____ The input

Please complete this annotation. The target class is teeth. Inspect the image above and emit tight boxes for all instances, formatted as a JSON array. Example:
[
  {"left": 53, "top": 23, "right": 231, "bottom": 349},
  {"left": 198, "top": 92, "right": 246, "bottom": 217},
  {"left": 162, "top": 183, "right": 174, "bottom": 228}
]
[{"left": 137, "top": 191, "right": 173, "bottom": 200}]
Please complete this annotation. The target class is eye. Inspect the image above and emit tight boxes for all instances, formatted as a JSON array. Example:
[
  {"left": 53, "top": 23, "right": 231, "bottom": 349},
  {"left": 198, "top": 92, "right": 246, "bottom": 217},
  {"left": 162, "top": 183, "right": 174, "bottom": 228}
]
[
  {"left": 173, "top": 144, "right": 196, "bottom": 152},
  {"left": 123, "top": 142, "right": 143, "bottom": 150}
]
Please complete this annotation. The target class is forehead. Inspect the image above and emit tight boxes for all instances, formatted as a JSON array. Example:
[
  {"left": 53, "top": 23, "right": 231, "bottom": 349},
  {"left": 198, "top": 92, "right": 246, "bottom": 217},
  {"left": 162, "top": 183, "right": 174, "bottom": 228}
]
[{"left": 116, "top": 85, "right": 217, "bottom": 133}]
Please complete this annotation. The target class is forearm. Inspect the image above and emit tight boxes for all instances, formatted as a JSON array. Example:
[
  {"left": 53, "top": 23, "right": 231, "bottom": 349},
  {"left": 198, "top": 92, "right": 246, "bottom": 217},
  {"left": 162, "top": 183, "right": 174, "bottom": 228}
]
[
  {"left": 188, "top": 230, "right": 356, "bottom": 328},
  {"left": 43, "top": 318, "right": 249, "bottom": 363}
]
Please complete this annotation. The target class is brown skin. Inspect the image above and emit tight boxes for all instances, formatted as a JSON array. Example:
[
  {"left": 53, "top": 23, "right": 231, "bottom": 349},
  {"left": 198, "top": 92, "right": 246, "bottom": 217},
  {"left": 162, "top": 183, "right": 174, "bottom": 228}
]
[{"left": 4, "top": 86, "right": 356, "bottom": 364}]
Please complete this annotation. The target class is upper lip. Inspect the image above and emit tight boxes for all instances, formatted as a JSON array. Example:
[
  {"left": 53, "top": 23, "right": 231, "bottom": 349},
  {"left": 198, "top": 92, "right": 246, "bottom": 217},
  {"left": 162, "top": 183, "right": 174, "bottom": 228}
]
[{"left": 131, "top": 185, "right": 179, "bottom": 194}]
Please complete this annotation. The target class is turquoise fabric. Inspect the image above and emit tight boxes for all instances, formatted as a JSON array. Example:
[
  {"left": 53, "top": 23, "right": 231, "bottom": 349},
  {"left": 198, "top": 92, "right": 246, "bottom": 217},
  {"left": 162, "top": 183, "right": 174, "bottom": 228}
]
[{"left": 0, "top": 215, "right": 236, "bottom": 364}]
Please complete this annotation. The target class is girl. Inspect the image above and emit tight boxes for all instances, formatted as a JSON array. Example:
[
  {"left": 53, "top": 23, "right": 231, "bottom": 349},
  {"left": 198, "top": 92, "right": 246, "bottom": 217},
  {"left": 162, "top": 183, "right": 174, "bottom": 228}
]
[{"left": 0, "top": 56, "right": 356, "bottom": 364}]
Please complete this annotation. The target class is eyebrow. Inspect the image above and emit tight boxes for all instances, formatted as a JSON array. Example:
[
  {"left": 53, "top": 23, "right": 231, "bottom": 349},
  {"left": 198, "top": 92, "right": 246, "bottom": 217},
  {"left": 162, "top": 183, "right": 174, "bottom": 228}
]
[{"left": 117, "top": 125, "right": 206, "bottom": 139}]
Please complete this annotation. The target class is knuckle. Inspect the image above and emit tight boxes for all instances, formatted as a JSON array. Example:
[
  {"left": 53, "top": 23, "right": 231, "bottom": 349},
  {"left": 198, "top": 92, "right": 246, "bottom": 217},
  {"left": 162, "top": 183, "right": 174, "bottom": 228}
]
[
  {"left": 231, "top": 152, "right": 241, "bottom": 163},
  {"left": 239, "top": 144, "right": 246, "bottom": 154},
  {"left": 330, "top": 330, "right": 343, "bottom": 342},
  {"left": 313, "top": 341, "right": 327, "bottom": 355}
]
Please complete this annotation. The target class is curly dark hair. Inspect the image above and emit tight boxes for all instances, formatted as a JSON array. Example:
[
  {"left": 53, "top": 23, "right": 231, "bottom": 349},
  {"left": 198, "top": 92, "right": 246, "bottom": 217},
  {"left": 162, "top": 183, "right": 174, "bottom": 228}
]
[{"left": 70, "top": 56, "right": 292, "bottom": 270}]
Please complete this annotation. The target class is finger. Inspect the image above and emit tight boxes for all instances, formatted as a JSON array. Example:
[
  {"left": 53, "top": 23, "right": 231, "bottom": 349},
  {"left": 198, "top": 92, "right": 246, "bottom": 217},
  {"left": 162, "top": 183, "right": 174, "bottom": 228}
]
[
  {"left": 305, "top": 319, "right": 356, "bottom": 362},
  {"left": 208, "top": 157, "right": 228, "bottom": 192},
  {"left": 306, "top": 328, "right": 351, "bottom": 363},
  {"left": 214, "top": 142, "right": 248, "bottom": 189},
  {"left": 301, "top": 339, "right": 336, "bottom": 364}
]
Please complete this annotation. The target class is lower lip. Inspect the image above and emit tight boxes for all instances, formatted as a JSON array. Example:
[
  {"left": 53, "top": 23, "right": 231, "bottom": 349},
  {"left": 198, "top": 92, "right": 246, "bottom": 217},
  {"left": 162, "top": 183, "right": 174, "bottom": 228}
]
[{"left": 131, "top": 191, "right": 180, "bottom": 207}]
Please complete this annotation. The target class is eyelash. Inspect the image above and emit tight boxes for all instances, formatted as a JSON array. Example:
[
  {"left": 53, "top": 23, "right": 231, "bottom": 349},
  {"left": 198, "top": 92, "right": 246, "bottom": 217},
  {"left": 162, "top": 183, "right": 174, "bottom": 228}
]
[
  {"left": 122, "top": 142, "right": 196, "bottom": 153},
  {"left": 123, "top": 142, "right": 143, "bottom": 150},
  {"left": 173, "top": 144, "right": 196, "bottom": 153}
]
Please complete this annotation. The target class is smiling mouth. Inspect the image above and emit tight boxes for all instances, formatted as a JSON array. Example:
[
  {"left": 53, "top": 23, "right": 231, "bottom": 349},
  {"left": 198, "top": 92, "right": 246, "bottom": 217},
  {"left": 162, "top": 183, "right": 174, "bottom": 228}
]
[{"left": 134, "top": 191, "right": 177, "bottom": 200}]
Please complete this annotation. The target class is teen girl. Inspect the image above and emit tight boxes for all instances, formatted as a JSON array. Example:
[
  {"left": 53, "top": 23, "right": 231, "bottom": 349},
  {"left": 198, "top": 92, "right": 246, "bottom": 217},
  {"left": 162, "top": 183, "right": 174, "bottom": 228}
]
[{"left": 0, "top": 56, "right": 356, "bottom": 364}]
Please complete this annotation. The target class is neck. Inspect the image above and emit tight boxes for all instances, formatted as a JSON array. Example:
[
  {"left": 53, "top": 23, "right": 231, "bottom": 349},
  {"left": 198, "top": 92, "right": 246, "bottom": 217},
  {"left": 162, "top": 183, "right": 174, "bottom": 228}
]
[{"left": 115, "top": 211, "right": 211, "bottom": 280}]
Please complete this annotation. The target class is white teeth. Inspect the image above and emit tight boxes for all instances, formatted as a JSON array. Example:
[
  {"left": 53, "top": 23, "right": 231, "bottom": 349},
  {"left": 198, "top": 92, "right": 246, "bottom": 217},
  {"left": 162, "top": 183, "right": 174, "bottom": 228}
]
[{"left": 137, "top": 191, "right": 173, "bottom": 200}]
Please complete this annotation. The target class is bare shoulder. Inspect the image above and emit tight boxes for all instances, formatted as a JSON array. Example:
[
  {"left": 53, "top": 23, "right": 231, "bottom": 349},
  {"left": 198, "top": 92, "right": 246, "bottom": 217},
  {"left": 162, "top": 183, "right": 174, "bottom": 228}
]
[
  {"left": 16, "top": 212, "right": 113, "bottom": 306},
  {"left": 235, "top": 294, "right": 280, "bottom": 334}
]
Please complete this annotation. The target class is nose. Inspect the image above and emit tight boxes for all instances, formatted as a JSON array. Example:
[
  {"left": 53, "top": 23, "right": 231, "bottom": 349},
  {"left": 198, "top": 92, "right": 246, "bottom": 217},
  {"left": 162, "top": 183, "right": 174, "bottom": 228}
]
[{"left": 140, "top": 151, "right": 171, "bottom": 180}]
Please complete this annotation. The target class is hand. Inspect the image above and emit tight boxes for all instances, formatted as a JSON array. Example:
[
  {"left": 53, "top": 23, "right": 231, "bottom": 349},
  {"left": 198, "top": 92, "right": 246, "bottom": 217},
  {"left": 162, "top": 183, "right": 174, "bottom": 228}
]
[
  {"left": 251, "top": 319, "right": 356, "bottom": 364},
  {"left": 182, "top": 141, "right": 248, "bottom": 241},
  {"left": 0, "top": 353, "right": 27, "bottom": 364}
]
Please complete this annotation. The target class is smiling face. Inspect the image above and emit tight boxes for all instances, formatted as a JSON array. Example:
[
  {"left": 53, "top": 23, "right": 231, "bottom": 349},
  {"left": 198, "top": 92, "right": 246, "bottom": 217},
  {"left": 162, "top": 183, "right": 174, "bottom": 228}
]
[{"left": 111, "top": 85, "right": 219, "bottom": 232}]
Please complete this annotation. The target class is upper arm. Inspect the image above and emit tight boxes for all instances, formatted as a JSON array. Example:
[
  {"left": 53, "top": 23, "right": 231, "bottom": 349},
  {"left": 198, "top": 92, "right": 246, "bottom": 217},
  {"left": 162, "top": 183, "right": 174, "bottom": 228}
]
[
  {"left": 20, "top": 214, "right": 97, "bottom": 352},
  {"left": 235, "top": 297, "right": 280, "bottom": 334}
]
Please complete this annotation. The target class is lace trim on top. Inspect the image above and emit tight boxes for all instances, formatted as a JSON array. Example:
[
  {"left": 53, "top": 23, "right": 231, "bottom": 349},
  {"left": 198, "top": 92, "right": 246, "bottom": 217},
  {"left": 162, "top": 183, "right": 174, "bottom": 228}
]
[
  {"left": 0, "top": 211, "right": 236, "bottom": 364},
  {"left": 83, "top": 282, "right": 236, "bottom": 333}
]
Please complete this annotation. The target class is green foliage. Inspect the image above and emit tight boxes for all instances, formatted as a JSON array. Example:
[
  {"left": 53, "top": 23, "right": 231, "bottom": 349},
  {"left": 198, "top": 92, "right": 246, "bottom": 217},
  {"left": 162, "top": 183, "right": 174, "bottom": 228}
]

________

▶ To be done:
Reproduce word for word the material from the line containing "Please complete this annotation. The target class is green" through the end of the material.

▶ Solution to the problem:
Please complete this annotation. The target class is green foliage. Inspect the image above and emit tight boxes for all instances, formatted as a JSON array. Example:
[
  {"left": 53, "top": 23, "right": 231, "bottom": 349},
  {"left": 198, "top": 92, "right": 246, "bottom": 217},
  {"left": 162, "top": 183, "right": 174, "bottom": 228}
]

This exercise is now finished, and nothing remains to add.